= Passage =
————
Headsville is an unincorporated community in Mineral County, West Virginia, United States. It is part of the Cumberland, MD-WV Metropolitan Statistical Area. It lies between U.S. Route 50 and West Virginia Route 46 alongside Pattersons Creek.

Fort Cocke of the French and Indian War was located near Headsville.

==History==
The early settlement of Headsville began in the mid-18th century as settlers began to survey and patent land along the Patterson Creek. The village is located at the northern end of Patterson Creek Manor, a 9,000-acre land tract surveyed for Lord Fairfax in 1747. George Washington ordered the construction of Fort Cocke by Captain William Cocke in 1775 on a site along Patterson Creek just south of Headsville. The small palisade fort was abandoned during the French and Indian War. Early names for the community included "Sheetz's Mill."
————
= List of tasks =
1/ In the passage on Headsville, how large was the Patterson Creek Manor tract, and for whom was it surveyed?
2/ Extend the passage on Headsville, picking up after its final sentence.
————
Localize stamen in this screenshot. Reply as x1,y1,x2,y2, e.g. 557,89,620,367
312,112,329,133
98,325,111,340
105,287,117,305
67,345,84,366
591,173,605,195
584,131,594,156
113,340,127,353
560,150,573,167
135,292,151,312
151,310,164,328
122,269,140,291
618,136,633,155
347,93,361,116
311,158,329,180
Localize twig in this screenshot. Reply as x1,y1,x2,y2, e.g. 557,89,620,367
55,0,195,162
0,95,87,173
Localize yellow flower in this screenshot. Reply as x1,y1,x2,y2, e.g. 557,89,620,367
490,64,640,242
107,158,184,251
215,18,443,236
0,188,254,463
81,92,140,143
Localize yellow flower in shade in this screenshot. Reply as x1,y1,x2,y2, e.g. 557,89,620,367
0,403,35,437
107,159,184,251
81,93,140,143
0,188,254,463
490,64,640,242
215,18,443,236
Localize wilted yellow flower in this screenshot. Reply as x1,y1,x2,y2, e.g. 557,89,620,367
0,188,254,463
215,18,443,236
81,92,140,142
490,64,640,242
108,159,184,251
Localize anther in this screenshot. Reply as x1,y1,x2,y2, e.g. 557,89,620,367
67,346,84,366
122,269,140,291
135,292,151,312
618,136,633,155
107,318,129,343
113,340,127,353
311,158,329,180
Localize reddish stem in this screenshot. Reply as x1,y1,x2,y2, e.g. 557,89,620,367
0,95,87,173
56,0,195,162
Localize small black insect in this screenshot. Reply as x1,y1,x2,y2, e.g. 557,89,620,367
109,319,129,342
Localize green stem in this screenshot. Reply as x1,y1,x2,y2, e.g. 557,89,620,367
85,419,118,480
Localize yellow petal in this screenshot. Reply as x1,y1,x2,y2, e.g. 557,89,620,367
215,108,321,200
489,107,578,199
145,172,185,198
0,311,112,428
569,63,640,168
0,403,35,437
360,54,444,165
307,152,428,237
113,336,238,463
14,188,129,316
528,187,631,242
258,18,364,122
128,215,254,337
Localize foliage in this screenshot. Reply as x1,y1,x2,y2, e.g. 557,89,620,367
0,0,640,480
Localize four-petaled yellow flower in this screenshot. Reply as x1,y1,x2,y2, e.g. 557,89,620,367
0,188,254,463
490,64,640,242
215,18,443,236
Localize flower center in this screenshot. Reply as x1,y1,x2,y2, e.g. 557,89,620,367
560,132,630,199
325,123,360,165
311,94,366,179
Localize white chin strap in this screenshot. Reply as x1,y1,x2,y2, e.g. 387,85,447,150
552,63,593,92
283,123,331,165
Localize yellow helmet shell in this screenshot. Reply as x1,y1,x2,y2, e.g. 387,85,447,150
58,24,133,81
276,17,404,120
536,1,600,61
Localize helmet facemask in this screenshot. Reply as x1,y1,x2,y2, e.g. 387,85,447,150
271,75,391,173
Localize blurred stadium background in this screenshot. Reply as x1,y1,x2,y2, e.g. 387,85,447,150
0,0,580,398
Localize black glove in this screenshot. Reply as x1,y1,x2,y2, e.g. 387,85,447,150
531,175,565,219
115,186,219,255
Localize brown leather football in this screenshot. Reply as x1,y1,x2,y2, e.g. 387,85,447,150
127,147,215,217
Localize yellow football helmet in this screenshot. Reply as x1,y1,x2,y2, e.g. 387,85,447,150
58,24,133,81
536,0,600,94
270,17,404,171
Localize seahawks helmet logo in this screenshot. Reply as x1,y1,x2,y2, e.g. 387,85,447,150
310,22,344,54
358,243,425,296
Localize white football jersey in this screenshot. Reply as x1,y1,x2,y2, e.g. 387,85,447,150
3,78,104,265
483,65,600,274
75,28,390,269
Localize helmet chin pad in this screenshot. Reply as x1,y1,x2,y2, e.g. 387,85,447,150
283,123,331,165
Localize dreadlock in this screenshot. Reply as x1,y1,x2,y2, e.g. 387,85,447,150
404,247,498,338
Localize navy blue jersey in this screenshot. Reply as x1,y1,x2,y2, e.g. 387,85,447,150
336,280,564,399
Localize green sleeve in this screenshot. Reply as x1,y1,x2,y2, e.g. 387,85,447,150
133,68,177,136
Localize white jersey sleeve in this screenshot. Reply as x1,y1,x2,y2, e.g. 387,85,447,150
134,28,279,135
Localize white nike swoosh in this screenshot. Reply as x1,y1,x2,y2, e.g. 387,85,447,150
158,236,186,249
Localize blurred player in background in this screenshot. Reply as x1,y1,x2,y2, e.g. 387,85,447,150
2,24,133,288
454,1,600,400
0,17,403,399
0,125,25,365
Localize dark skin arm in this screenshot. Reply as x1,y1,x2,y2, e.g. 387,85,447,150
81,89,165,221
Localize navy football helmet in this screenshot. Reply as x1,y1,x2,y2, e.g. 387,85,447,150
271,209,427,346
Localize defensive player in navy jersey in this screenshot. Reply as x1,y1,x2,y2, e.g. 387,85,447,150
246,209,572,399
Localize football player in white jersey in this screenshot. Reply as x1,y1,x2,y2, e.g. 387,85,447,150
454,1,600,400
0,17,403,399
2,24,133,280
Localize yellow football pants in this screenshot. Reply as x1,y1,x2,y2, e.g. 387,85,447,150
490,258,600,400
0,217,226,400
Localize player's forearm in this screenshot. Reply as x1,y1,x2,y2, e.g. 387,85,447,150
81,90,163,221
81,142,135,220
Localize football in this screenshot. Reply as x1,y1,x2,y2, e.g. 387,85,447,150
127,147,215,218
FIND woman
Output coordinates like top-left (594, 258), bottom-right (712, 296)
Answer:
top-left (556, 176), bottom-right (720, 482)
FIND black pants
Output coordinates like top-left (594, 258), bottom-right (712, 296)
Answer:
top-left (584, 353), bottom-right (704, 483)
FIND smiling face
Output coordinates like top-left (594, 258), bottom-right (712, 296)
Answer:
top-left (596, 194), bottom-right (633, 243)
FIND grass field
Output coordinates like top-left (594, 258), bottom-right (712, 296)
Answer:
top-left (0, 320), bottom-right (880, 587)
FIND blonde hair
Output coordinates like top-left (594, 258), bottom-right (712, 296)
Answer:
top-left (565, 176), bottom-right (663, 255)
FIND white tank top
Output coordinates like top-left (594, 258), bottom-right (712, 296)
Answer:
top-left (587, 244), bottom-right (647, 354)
————
= Answers to the exercises =
1/ It was a 9,000-acre tract surveyed for Lord Fairfax in 1747.

2/
The Headsville United Methodist Church began worshiping in the mid-19th century on the Parker Farm. In 1856, James Carskadon, Rev. Isaac H. Carskadon, and Henry Head oversaw the construction of a frame church on a small knoll overlooking Patterson Creek at the site of the Parker Family burial ground. The church is still in use and remains a well-preserved example of ante-bellum, rural church buildings.

==Post office==
The original Headsville Post Office was chartered in 1813 as "Sheetz's Mill." The first postmaster was Charles Marshall. This first post office was closed in 1815, reopened in 1828 and then closed again in 1866. The Headsville Post Office was chartered on March 5, 1868 and continued operation until December 31, 1951. At the time of its closure, the post office had occupied the same building for longer than any such establishment in the United States. It was purchased by the Smithsonian Institution and moved to Washington, D.C. where it reopened in 1971 in the National Museum of American History.

After 35 years as a working model of a 19th-century post office and general store, the historic Headsville Post Office shut its doors when the museum was closed for renovation in 2006, and plans were made to reopen it at the American Philatelic Center in Bellefonte, Pennsylvania, headquarters of the American Philatelic Society.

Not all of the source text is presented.